# TO DO
Return each line of the listing that contains the string "refrigerator".

------------------------------------------------------------------------

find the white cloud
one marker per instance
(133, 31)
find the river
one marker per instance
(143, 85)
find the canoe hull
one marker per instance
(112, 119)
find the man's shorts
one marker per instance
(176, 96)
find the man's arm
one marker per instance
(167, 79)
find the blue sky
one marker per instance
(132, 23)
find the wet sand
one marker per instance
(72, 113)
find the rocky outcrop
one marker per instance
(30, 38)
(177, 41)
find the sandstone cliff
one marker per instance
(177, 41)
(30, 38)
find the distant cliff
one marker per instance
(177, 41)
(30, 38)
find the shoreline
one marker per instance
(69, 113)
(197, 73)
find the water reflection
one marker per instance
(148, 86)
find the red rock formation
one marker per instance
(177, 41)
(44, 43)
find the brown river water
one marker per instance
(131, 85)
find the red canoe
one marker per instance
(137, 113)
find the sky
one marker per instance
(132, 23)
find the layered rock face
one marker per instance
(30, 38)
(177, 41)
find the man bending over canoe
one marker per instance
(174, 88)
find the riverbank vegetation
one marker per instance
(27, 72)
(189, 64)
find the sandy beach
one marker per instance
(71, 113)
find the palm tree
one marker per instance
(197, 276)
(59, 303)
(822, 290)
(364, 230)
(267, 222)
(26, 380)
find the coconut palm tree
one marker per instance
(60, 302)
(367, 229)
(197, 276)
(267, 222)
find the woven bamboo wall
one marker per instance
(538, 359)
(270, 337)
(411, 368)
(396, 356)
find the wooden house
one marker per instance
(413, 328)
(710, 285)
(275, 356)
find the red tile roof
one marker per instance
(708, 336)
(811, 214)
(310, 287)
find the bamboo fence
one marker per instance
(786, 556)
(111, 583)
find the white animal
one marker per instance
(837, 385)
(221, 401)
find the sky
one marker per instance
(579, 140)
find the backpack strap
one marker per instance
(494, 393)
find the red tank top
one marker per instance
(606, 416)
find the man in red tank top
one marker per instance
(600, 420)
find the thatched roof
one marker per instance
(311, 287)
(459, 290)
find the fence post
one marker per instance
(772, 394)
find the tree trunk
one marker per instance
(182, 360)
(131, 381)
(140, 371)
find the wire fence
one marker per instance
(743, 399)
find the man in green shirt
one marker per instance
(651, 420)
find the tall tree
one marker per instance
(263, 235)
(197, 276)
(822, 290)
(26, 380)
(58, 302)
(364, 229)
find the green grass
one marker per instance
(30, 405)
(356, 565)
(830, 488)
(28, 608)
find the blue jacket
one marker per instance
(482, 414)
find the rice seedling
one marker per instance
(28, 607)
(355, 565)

------------------------------------------------------------------------

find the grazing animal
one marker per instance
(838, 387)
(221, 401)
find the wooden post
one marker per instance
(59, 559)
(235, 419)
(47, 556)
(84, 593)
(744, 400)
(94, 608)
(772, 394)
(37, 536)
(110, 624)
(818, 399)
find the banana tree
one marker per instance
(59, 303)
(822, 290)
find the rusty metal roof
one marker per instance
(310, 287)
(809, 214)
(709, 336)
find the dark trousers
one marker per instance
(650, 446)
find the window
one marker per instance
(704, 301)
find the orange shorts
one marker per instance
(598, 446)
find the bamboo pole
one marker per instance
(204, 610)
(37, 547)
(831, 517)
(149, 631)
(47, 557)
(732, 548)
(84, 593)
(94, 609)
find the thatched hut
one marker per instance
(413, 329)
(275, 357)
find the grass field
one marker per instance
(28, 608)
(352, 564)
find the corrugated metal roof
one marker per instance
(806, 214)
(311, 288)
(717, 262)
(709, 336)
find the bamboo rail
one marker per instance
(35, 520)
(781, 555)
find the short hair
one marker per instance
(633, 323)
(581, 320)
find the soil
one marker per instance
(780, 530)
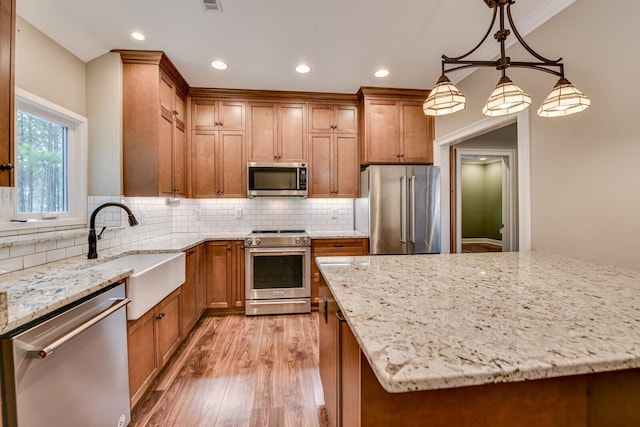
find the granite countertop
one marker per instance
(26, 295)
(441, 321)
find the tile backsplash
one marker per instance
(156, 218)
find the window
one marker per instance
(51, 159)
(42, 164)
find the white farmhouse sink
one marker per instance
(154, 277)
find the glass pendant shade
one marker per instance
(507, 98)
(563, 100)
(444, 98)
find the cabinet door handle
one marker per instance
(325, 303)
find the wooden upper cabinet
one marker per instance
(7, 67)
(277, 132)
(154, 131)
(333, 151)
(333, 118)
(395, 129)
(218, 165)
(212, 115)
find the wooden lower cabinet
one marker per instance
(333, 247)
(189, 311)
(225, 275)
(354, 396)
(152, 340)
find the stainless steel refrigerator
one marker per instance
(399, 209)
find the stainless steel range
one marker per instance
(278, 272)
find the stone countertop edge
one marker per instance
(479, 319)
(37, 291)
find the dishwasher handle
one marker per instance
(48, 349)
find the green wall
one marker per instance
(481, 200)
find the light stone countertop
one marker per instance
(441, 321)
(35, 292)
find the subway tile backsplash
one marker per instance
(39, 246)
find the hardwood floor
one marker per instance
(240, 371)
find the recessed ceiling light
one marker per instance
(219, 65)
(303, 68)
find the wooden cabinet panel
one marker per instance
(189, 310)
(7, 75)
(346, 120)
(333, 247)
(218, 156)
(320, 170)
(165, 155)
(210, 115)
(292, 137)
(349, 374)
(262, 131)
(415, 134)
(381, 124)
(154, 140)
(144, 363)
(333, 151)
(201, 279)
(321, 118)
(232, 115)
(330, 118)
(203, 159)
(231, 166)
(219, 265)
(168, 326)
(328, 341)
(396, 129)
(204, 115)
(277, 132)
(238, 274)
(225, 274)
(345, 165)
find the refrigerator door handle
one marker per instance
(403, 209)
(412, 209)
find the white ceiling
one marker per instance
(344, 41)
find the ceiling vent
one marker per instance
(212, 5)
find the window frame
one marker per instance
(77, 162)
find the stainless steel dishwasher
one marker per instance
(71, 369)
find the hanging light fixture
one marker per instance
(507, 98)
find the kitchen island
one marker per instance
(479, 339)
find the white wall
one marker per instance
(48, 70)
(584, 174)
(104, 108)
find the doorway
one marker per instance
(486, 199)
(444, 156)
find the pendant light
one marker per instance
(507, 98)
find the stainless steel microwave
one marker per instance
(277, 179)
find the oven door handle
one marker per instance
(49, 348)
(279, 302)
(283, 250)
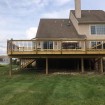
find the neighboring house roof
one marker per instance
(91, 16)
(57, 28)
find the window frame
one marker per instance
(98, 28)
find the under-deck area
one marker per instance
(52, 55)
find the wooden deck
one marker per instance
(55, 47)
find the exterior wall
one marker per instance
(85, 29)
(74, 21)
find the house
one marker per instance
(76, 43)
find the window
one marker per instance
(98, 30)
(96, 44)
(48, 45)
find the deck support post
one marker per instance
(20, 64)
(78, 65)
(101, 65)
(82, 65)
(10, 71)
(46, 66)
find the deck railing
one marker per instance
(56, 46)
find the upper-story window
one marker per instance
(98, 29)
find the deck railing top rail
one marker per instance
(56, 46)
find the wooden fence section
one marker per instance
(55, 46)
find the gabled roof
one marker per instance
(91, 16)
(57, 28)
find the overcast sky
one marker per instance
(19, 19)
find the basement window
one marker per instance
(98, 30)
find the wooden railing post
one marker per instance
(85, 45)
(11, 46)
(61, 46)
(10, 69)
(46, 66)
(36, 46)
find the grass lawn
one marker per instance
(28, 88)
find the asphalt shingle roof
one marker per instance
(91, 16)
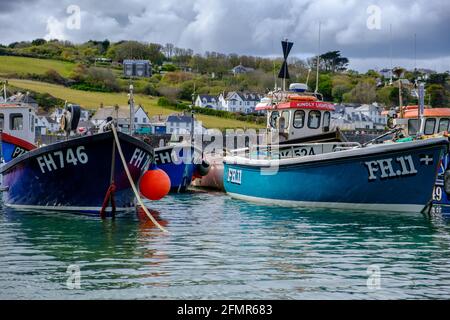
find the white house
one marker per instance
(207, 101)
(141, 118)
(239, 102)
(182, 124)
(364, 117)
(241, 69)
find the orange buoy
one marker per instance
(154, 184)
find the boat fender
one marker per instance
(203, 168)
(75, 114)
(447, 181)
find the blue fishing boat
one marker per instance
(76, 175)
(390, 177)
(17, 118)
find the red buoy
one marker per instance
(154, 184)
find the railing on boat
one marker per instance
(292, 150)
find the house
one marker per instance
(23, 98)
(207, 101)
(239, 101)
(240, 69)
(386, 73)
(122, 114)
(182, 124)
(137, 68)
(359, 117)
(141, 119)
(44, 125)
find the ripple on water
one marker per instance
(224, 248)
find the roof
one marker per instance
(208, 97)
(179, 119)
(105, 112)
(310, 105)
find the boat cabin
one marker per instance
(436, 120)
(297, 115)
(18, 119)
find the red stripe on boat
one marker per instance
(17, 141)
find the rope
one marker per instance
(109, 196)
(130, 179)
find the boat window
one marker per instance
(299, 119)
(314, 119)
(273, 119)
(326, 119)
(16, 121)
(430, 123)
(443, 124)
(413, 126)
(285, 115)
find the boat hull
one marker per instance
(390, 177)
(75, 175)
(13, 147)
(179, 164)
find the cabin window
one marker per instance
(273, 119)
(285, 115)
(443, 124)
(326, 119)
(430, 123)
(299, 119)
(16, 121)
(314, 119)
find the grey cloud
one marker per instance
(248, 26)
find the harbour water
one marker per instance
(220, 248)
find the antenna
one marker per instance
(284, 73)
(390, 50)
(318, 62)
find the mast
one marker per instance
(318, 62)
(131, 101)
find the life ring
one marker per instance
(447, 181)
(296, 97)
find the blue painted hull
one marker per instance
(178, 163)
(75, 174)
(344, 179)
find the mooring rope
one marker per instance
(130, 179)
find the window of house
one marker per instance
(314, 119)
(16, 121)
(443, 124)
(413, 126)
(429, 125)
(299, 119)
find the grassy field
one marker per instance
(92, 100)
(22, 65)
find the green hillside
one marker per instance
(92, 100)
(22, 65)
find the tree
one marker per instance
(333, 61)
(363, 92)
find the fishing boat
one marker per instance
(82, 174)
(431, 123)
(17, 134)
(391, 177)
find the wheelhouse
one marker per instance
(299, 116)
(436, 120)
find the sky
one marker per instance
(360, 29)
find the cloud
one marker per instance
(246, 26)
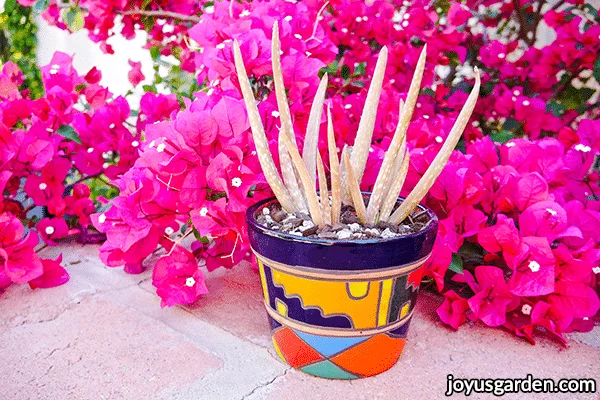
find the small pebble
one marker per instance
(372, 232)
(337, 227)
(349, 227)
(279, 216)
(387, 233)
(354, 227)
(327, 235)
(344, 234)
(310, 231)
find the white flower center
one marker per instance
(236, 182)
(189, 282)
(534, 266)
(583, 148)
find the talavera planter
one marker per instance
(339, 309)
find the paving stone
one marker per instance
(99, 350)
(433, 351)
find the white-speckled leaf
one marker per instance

------------------------------------------------------------------------

# RESPONSE TO THIS TASK
find the stainless steel refrigerator
find the refrigerator door handle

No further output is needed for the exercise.